**WHAT YOU WILL DO:**
Quote every one of the items below word for word, and leave the pictures out of your reply.

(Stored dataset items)
☆ ☆ ☆ ☆ ☆
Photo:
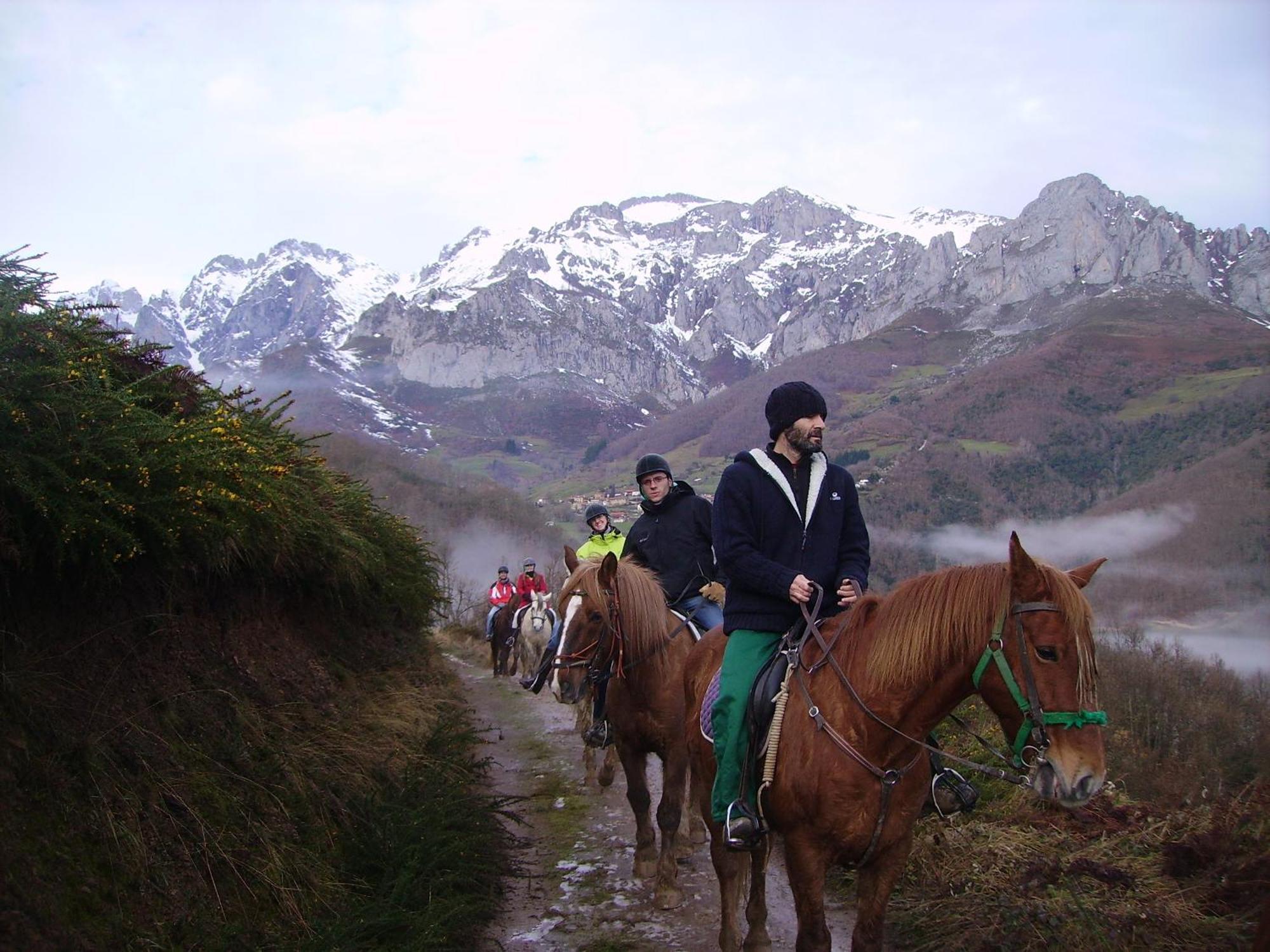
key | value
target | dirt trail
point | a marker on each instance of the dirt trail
(577, 890)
☆ ☆ ☆ ☆ ☆
**OUTPUT OF THE TASK:**
Photo:
key | value
target | dirt trail
point | a marker on each instance of the dirt trail
(577, 890)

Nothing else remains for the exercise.